- Aim of the task:
Print every one of the records below, keeping each line the same, character for character.

- Material to process:
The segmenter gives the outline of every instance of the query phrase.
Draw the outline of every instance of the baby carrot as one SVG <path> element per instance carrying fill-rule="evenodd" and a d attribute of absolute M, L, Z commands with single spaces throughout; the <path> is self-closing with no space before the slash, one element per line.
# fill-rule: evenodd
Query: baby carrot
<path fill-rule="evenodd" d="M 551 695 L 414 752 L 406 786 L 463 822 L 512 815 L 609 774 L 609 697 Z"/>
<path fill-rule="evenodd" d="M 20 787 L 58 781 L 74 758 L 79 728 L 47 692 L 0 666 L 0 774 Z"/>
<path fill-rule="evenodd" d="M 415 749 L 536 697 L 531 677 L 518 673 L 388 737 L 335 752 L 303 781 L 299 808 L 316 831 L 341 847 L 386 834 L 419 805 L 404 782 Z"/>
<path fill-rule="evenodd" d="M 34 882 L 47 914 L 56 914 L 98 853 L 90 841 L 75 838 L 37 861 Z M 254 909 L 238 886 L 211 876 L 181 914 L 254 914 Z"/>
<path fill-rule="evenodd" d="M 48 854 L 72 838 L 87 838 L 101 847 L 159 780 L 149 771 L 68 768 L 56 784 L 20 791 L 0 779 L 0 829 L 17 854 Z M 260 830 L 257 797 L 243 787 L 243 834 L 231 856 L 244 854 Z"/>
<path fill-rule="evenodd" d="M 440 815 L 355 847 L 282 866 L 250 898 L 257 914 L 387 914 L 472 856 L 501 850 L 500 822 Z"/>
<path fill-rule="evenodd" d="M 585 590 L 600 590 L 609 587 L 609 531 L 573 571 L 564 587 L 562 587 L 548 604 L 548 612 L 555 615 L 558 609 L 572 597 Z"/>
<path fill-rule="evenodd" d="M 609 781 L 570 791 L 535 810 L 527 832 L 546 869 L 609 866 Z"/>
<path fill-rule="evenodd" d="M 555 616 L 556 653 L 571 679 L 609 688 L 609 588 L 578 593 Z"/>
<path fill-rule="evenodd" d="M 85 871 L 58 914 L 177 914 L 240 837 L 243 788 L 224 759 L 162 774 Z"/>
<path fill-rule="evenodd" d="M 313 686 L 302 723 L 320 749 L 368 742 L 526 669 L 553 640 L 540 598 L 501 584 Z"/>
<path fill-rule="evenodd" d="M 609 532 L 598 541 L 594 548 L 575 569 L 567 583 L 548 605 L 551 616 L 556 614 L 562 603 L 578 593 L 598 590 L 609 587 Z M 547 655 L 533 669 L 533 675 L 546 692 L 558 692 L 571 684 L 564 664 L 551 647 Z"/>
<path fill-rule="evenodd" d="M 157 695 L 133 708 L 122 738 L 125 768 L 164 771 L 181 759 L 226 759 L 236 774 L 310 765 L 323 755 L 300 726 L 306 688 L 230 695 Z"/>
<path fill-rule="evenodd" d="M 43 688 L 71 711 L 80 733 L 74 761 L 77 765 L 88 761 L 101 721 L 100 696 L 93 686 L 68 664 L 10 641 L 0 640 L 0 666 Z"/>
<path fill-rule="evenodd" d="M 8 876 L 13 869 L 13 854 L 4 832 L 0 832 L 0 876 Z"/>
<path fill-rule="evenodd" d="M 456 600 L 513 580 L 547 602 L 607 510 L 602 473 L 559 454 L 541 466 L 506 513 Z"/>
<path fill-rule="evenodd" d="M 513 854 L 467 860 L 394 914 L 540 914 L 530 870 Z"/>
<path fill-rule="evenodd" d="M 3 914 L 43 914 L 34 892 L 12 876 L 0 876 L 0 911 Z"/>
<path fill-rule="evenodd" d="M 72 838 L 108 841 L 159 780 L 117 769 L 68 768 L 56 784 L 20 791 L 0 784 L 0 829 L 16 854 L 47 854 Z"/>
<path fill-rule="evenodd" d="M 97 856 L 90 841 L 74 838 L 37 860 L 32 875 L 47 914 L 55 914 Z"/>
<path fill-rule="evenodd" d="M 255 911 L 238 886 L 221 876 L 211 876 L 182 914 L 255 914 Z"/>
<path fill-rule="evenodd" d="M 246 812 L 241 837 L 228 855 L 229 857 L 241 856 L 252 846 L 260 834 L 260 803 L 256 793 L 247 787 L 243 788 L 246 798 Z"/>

- Right answer:
The segmenter gives the outline of every instance of the query phrase.
Draw the outline of every instance of the baby carrot as one SVG <path> element per instance carrying fill-rule="evenodd" and a d attribute of absolute M, L, Z commands with single spaces throughout; the <path> is self-closing with no space before the slash, one element per line.
# fill-rule: evenodd
Query: baby carrot
<path fill-rule="evenodd" d="M 551 695 L 414 752 L 406 786 L 463 822 L 512 815 L 609 774 L 609 697 Z"/>
<path fill-rule="evenodd" d="M 20 787 L 58 781 L 74 758 L 79 728 L 47 692 L 0 666 L 0 774 Z"/>
<path fill-rule="evenodd" d="M 415 749 L 536 697 L 531 677 L 518 673 L 388 737 L 335 752 L 303 781 L 299 808 L 316 831 L 341 847 L 386 834 L 419 805 L 404 782 Z"/>
<path fill-rule="evenodd" d="M 34 882 L 47 914 L 56 914 L 98 853 L 90 841 L 75 838 L 37 861 Z M 254 909 L 238 886 L 211 876 L 181 914 L 254 914 Z"/>
<path fill-rule="evenodd" d="M 48 854 L 72 838 L 87 838 L 101 847 L 159 780 L 149 771 L 68 768 L 56 784 L 20 791 L 0 779 L 0 829 L 17 854 Z M 260 830 L 257 797 L 243 787 L 243 834 L 231 856 L 244 854 Z"/>
<path fill-rule="evenodd" d="M 440 815 L 355 847 L 282 866 L 250 898 L 257 914 L 387 914 L 472 856 L 501 850 L 500 822 Z"/>
<path fill-rule="evenodd" d="M 585 590 L 600 590 L 609 587 L 609 531 L 573 571 L 564 587 L 562 587 L 548 604 L 548 612 L 555 615 L 558 609 L 572 597 Z"/>
<path fill-rule="evenodd" d="M 609 781 L 570 791 L 535 810 L 527 832 L 546 869 L 609 866 Z"/>
<path fill-rule="evenodd" d="M 555 616 L 556 653 L 571 679 L 609 688 L 609 588 L 578 593 Z"/>
<path fill-rule="evenodd" d="M 85 871 L 58 914 L 177 914 L 240 837 L 243 788 L 224 759 L 162 774 Z"/>
<path fill-rule="evenodd" d="M 313 686 L 302 723 L 320 749 L 368 742 L 526 669 L 553 640 L 540 598 L 501 584 Z"/>
<path fill-rule="evenodd" d="M 609 532 L 598 541 L 594 548 L 575 569 L 567 583 L 548 605 L 551 616 L 556 614 L 562 603 L 578 593 L 598 590 L 609 587 Z M 547 655 L 533 669 L 533 675 L 546 692 L 558 692 L 571 684 L 564 664 L 551 647 Z"/>
<path fill-rule="evenodd" d="M 157 695 L 133 708 L 122 738 L 125 768 L 164 771 L 181 759 L 226 759 L 236 774 L 310 765 L 323 755 L 300 726 L 306 688 L 230 695 Z"/>
<path fill-rule="evenodd" d="M 43 688 L 71 711 L 80 733 L 74 761 L 77 765 L 88 761 L 101 721 L 100 696 L 93 686 L 68 664 L 10 641 L 0 640 L 0 666 Z"/>
<path fill-rule="evenodd" d="M 8 876 L 13 869 L 13 854 L 4 832 L 0 832 L 0 876 Z"/>
<path fill-rule="evenodd" d="M 456 600 L 513 580 L 547 602 L 607 510 L 602 473 L 559 454 L 541 466 L 506 513 Z"/>
<path fill-rule="evenodd" d="M 513 854 L 467 860 L 394 914 L 540 914 L 530 870 Z"/>
<path fill-rule="evenodd" d="M 3 914 L 43 914 L 34 892 L 12 876 L 0 876 L 0 911 Z"/>
<path fill-rule="evenodd" d="M 72 838 L 108 841 L 159 780 L 117 769 L 68 768 L 56 784 L 20 791 L 0 784 L 0 829 L 16 854 L 47 854 Z"/>
<path fill-rule="evenodd" d="M 97 856 L 90 841 L 74 838 L 37 860 L 32 875 L 47 914 L 55 914 Z"/>
<path fill-rule="evenodd" d="M 255 911 L 238 886 L 221 876 L 211 876 L 182 914 L 255 914 Z"/>
<path fill-rule="evenodd" d="M 246 812 L 241 837 L 228 855 L 229 857 L 241 856 L 252 846 L 260 834 L 260 803 L 256 793 L 247 787 L 243 788 L 246 798 Z"/>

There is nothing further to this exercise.